======== Data shown

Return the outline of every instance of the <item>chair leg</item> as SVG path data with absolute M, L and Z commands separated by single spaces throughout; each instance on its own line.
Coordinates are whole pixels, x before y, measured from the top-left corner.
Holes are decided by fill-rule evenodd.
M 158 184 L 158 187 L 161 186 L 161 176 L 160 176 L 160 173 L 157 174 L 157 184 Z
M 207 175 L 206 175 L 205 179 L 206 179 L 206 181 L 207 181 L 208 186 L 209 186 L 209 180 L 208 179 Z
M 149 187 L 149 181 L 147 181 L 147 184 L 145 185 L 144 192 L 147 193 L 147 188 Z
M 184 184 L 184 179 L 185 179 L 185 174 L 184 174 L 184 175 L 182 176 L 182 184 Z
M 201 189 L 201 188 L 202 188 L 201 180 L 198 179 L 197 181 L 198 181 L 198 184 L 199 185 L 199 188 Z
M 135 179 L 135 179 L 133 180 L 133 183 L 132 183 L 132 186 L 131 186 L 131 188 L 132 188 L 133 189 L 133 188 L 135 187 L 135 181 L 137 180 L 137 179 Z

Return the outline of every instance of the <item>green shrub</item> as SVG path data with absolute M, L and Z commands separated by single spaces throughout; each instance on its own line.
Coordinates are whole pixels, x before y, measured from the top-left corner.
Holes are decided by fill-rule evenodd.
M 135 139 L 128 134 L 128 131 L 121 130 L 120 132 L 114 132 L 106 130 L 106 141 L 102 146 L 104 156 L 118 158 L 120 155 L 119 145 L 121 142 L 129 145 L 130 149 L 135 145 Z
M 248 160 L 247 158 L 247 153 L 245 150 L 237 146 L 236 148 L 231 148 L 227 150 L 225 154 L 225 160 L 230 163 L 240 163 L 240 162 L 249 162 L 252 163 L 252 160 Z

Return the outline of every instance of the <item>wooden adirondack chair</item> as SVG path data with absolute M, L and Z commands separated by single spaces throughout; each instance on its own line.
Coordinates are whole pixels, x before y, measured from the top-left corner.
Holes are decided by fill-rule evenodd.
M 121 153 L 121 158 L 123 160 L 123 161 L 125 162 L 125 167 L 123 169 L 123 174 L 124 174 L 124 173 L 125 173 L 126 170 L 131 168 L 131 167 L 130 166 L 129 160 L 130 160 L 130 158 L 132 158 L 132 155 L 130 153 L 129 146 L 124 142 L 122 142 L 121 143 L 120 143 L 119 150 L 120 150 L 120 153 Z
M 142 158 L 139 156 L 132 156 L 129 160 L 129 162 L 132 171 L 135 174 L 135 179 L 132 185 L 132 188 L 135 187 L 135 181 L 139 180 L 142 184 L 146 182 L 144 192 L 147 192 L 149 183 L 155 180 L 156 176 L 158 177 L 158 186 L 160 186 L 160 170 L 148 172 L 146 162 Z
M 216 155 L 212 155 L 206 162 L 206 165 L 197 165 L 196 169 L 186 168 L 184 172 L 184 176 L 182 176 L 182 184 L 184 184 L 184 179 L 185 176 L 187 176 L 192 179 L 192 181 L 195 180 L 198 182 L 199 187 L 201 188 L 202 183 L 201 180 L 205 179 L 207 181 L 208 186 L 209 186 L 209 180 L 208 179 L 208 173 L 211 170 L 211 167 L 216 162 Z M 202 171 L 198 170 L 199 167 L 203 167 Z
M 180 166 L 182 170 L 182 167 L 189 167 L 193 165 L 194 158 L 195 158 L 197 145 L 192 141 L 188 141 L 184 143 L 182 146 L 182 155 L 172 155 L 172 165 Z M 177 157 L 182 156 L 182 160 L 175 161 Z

================

Stated exercise — Put every line of the listing above into a numbered list, skipping the blank lines.

Final answer —
1. Return the outline of every instance of the <item>chair leg</item> as SVG path data with absolute M, L and Z commands separated by single spaces throughout; each instance on its own line.
2. Coordinates are whole pixels, x before y, measured from the top-left corner.
3. Holes are decided by fill-rule evenodd.
4. M 158 184 L 158 187 L 161 186 L 161 176 L 160 176 L 160 173 L 157 174 L 157 184 Z
5. M 207 175 L 206 175 L 205 179 L 206 179 L 206 181 L 207 181 L 208 186 L 209 186 L 209 180 L 208 179 Z
6. M 149 187 L 149 181 L 147 181 L 147 184 L 145 185 L 144 192 L 147 193 L 147 188 Z
7. M 184 184 L 184 179 L 185 179 L 185 174 L 184 174 L 184 175 L 182 176 L 182 184 Z
8. M 201 189 L 201 188 L 202 188 L 201 180 L 198 179 L 197 181 L 198 181 L 198 184 L 199 185 L 199 188 Z
9. M 135 179 L 135 179 L 133 180 L 133 183 L 132 183 L 132 186 L 131 186 L 131 188 L 132 188 L 133 189 L 133 188 L 135 187 L 135 181 L 137 180 L 137 179 Z
10. Return the outline of every instance of the <item>green shrub</item> as SVG path data with absolute M, L and Z commands separated by single spaces throughout; each instance on its own line.
11. Coordinates are whole pixels, x before y, measured from the top-left corner.
12. Holes are decided by fill-rule evenodd.
13. M 135 139 L 128 134 L 128 131 L 121 130 L 120 132 L 114 132 L 106 130 L 106 141 L 102 146 L 104 156 L 118 158 L 120 155 L 119 145 L 121 142 L 129 145 L 130 149 L 135 145 Z
14. M 248 160 L 247 158 L 247 153 L 245 150 L 237 146 L 236 148 L 231 148 L 227 150 L 225 154 L 225 160 L 230 163 L 240 163 L 240 162 L 249 162 L 252 163 L 252 160 Z
15. Return the outline of every instance of the <item>wooden adirondack chair</item> as SVG path data with absolute M, L and Z commands separated by single spaces throughout; each instance on its own line.
16. Coordinates are whole pixels, x before y, measured from the top-left corner.
17. Holes are decided by fill-rule evenodd.
18. M 121 153 L 121 158 L 123 160 L 123 161 L 125 162 L 125 167 L 123 169 L 123 174 L 124 174 L 124 173 L 125 173 L 126 170 L 131 168 L 131 167 L 130 166 L 129 160 L 130 160 L 130 158 L 132 158 L 132 155 L 130 153 L 129 146 L 124 142 L 122 142 L 121 143 L 120 143 L 119 150 L 120 150 L 120 153 Z
19. M 142 158 L 139 156 L 132 156 L 129 160 L 129 162 L 132 171 L 135 174 L 135 179 L 132 185 L 132 188 L 135 187 L 135 181 L 139 180 L 142 184 L 146 182 L 144 192 L 147 192 L 149 183 L 155 180 L 156 176 L 158 177 L 158 186 L 160 186 L 160 170 L 148 172 L 146 162 Z
20. M 216 155 L 212 155 L 206 162 L 206 165 L 197 165 L 196 169 L 186 168 L 184 172 L 184 176 L 182 176 L 182 184 L 184 184 L 184 179 L 185 176 L 187 176 L 192 179 L 192 181 L 195 180 L 198 182 L 199 187 L 201 188 L 202 183 L 201 180 L 205 179 L 207 181 L 208 186 L 209 186 L 209 180 L 208 179 L 208 173 L 211 170 L 211 167 L 216 162 Z M 202 171 L 198 170 L 199 167 L 203 167 Z
21. M 180 166 L 182 170 L 182 167 L 189 167 L 193 165 L 194 158 L 195 158 L 197 145 L 192 141 L 188 141 L 184 143 L 182 146 L 182 155 L 172 155 L 172 165 Z M 177 157 L 182 156 L 182 160 L 175 161 Z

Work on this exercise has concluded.